This project provides a modular, interactive digital human conversation system designed to run on a single PC, targeting developers and researchers in AI and virtual reality. It offers low-latency, multimodal conversations with customizable components, enabling flexible integration of various AI models for speech, language, and avatar rendering.
How It Works
The system employs a modular architecture, allowing users to swap components for Automatic Speech Recognition (ASR), Large Language Models (LLM), Text-to-Speech (TTS), and avatar rendering. It supports both a fully local mode using models like MiniCPM-o and a hybrid mode leveraging cloud APIs for LLM and TTS. This flexibility reduces system requirements and allows for diverse conversational experiences.
Quick Start & Requirements
- Installation: Recommended to use
uv
for environment management. Install dependencies via uv sync --all-packages
or mode-specific installs. Run via uv run src/demo.py --config <config_file.yaml>
. Docker execution is also supported via ./build_and_run.sh --config <config_file.yaml>
.
- Prerequisites: Python >=3.10, <3.12. CUDA-enabled GPU with NVIDIA driver supporting CUDA >= 12.4. Unquantized MiniCPM-o requires >20GB VRAM; int4 quantized version reduces VRAM needs. Git LFS is required for submodules.

→ **WORK ORDER**
Answer these from the digital human system text:
(a) Which two modes does the system support?
(b) Which Python versions does it require?
(c) How much VRAM does unquantized MiniCPM-o need?

→ **DATA SHOWN**
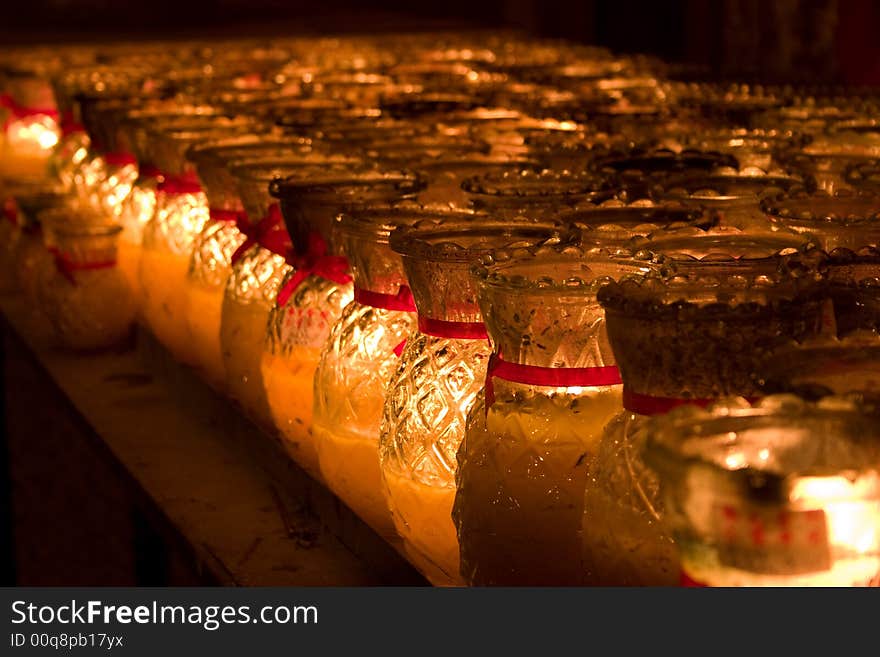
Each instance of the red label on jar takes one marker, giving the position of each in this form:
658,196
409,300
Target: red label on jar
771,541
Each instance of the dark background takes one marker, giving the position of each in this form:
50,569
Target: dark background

→ **TASK SOLUTION**
(a) A fully local mode using models like MiniCPM-o, and a hybrid mode that uses cloud APIs for the LLM and TTS.
(b) Python 3.10 or later, below 3.12.
(c) More than 20GB.